STATED GOAL A — Decide whether each statement agrees with the reflection on Pentecost, answering yes or no and quoting the words of the text that settle it: (i) the Spirit has gone away; (ii) Pentecost is not the only day the Holy Spirit lives in us; (iii) a great preacher has custody of the Holy Spirit.
STATED GOAL B — Quote the reflection on Pentecost, starting at "This is something" and ending at "God’s own children.".
STATED GOAL C — Translate this sentence from the reflection on Pentecost into Spanish: "The Spirit never manifests in isolation."

READING PASSAGE —
────────────────

Often, we speak about a second Pentecost and expect the
Spirit to come. The Spirit has not gone away. We need to ask ourselves how willing
are we to take the Gospel as the first option in our life. It is costly because
it risks our devotional easy ways, rigid moralism, ideologized beliefs. When
the values of the kingdom become the first option, the Spirit will well up
within us and will manifest the nature of Christ. So, the manifestation can
happen only through a sincere gift of our very ‘self’ to God. Through the
action of the Spirit-Paraclete, a process of true growth in humanity may be
accomplished in our world, in both individual and community life.
The Spirit never manifests in isolation. Instead, the Spirit
makes God visible in the Church when we are open to the Spirit. What if we take
the existence of the Church for granted? The church lives as the body of
Christ, mutually building, healing, and nourishing one another. When each
church and denomination claim originality, distance one another, when different
renewal movement hold an elite holy attitude and condemn others, when we upheld
order, unity, solutions at the risk of unity itself, when we divinise power and
authority and forget love and service, we take for granted that there exists a
church. But that is a church that resists against the Holy Spirit.
Noone has the monopoly over the Holy Spirit; no branded
evangelists, no great preacher, no gospel channel has the custody of the Holy
Spirit. All of us are continuously called to give ourselves to God with our
whole being. This is our deepest vocation. We can do it only by the Holy
Spirit. The Spirit enlightens our minds, and helps us to do His will.
Ultimately the Spirit brings us into the mystery that gathered as one body in
Christ we are all the children of God. We live it consistently experiencing the
breath of love and causing the streams to flow out as fruits of the goodness of
God.
This is something important for us today as humans to live
in the reality of the kingdom of God. It is also important for us today to live
in the Holy Spirit, a life of goodness, communion and love, that millions of
years later when no humans may be there to celebrate Pentecost, the creation may
still share the first fruits for its children, of course, God’s own children.
The preparations for Pentecost takes over the nature of event management. Our expectations are high. Such exciting doings cannot rightly open ourselves for the receiving of the Holy Spirit. First of all, Pentecost is not the only day Holy Spirit lives in us. It is an everyday reality. Secondly, the Jesus event in our life is not a crazy following, it is a loyal, responsible, mature relationship. It means well reflected acts welling up from that relationship.

────────────────

GIVEN MATERIAL —
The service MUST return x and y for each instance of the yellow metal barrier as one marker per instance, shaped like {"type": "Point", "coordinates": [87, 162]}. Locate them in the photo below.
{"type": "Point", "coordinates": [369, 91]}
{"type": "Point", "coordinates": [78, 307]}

────────────────

TASK RESPONSE A —
(i) No: "The Spirit has not gone away."
(ii) Yes: "Pentecost is not the only day Holy Spirit lives in us."
(iii) No: "no great preacher, no gospel channel has the custody of the Holy Spirit"

TASK RESPONSE B —
This is something important for us today as humans to live
in the reality of the kingdom of God. It is also important for us today to live
in the Holy Spirit, a life of goodness, communion and love, that millions of
years later when no humans may be there to celebrate Pentecost, the creation may
still share the first fruits for its children, of course, God’s own children.

TASK RESPONSE C — El Espíritu nunca se manifiesta de forma aislada.